● EXERCISE INSTRUCTIONS
Rewrite every line, starting with the line containing "of the forested" and going on through the line containing "point(668, 41)". Increase each x and y coordinate in the point answers by 36 and leave all other wording unchanged.

•••

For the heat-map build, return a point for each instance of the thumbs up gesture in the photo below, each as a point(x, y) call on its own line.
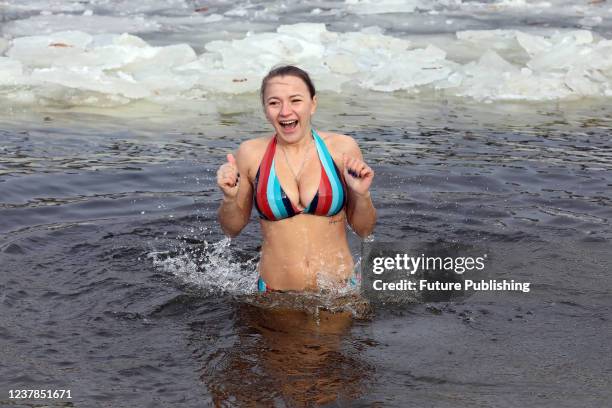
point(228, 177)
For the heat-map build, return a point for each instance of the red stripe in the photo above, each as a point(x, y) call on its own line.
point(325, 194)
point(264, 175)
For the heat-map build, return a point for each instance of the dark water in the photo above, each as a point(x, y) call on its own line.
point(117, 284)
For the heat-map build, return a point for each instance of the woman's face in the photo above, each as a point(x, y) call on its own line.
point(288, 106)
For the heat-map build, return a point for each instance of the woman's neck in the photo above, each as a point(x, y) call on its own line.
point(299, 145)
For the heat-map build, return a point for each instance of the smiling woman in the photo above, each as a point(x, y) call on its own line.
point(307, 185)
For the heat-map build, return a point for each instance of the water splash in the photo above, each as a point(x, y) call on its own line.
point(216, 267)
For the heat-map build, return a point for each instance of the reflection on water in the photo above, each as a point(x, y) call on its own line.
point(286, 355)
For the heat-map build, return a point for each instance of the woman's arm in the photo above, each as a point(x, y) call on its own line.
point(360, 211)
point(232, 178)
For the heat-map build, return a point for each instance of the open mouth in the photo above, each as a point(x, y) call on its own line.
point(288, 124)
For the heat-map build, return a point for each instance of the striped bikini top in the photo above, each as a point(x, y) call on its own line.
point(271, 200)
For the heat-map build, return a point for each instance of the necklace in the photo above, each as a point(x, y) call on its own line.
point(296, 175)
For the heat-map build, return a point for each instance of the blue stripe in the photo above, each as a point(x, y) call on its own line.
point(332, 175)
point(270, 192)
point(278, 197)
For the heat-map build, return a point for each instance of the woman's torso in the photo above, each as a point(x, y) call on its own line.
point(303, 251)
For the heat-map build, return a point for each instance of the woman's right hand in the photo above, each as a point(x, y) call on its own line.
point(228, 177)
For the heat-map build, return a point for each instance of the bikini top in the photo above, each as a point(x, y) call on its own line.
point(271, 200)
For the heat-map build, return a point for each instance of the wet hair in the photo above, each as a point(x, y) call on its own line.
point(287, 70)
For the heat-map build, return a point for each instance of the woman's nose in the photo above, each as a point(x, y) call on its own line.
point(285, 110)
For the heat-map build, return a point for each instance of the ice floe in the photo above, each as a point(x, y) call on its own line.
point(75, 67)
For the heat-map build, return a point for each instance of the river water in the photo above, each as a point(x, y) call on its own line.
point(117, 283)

•••

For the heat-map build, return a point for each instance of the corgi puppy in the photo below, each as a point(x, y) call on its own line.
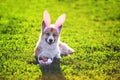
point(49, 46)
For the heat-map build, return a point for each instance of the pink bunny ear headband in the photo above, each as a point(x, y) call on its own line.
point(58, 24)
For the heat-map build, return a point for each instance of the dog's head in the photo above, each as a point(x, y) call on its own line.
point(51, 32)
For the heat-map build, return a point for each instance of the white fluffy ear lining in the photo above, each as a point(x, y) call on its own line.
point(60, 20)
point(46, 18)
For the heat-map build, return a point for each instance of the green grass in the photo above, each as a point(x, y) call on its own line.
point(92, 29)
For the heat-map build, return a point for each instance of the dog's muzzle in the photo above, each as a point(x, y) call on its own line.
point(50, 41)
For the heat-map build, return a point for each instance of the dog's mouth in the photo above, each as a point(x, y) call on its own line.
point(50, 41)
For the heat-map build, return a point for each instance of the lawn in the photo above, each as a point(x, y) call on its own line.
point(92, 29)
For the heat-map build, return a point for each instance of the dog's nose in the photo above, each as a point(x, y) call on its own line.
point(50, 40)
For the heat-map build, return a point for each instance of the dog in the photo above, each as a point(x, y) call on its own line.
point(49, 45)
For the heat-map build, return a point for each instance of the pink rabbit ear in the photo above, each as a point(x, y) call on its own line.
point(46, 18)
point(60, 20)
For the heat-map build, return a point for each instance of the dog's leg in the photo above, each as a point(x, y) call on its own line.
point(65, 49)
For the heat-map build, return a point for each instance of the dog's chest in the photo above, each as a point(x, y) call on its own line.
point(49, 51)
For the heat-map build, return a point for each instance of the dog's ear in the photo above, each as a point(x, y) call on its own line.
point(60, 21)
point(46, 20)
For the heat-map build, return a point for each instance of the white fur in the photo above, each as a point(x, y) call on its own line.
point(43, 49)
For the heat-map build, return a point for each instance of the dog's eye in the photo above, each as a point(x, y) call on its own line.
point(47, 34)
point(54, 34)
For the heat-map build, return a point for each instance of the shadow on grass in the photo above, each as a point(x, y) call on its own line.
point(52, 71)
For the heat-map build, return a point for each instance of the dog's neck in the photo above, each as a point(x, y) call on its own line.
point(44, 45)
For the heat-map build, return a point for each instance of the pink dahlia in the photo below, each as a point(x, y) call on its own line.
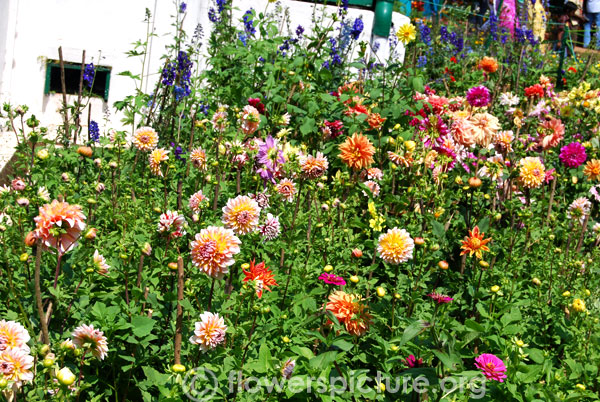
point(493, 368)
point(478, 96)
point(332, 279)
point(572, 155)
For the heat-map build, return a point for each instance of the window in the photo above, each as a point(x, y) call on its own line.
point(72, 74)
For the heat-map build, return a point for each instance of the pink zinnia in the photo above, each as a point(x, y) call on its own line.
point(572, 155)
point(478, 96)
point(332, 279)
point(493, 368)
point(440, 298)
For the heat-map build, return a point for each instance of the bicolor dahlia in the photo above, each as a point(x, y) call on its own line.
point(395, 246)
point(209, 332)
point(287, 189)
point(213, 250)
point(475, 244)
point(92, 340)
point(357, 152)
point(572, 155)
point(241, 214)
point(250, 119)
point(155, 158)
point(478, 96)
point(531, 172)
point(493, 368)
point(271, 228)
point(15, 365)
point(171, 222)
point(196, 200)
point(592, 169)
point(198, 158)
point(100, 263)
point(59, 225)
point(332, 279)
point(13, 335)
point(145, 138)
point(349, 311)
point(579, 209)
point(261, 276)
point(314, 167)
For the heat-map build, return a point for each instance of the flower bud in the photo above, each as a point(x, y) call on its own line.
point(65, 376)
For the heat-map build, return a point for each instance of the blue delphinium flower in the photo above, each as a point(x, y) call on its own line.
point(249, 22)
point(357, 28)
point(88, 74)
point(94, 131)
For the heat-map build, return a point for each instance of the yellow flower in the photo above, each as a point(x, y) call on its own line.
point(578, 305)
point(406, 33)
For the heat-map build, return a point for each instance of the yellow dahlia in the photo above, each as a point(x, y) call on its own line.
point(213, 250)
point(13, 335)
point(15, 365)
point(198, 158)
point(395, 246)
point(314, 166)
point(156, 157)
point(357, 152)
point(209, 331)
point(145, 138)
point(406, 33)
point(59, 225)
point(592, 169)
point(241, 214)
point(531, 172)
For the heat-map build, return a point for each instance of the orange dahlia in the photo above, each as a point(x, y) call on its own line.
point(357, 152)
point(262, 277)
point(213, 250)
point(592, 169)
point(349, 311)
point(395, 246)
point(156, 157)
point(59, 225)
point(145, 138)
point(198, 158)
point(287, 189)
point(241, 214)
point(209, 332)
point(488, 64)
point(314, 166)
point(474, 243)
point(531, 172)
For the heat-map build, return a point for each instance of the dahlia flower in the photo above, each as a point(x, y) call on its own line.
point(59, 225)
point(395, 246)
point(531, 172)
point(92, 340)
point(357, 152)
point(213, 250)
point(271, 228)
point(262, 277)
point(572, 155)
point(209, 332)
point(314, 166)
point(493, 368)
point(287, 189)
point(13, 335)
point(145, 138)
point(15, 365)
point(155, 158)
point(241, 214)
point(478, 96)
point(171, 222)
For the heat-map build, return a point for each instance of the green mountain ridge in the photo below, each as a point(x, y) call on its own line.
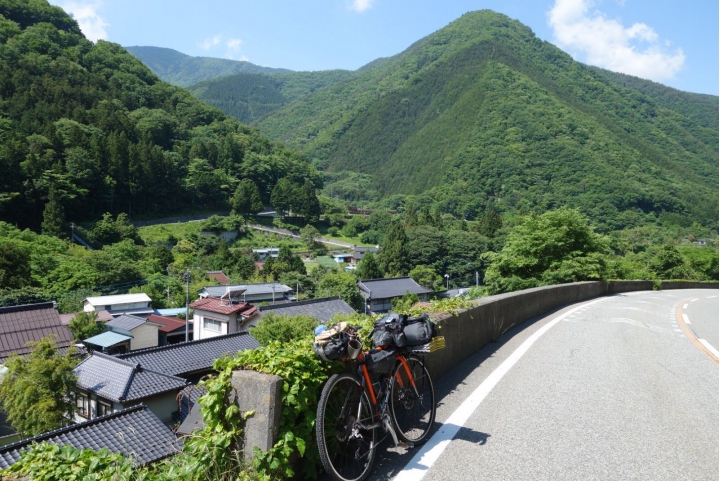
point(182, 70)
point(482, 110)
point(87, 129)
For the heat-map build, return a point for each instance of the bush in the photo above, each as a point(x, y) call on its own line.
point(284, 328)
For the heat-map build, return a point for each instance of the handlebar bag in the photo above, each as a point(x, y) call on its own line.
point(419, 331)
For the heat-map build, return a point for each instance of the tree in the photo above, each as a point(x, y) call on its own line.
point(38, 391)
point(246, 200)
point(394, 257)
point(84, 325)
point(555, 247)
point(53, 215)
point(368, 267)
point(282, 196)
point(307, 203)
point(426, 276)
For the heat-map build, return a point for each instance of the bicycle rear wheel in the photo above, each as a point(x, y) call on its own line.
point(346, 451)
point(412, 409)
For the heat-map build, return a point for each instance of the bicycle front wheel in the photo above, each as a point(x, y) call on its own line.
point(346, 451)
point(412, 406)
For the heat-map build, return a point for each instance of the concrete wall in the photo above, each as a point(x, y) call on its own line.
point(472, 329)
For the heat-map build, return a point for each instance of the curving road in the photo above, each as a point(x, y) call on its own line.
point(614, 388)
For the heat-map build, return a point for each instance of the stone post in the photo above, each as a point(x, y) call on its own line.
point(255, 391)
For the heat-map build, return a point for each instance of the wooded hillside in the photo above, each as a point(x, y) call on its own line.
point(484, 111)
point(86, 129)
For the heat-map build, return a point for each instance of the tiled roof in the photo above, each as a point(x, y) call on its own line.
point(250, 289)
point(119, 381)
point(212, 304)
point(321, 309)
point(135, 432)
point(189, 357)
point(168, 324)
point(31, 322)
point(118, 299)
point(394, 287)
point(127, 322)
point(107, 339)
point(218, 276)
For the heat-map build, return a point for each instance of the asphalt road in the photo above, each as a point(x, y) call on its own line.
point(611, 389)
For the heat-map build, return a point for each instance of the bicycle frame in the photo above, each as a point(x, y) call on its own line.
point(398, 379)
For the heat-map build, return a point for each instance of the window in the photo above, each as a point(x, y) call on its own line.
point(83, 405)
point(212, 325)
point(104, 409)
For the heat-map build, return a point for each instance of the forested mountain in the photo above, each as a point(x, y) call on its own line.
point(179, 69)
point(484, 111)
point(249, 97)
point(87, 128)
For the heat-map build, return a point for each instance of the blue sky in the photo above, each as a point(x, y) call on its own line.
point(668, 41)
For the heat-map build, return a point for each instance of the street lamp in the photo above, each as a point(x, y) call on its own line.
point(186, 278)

•••

● SOLUTION FOR THIS EXERCISE
For the heat-map build, return a point for each instance of the forested mountain in the photo above, each as a point(x, y) call on its own line.
point(215, 105)
point(520, 147)
point(285, 133)
point(123, 164)
For the heat-map build, return a point for each instance of the blue sky in the photo above, each as a point(x, y) call on its own line.
point(704, 77)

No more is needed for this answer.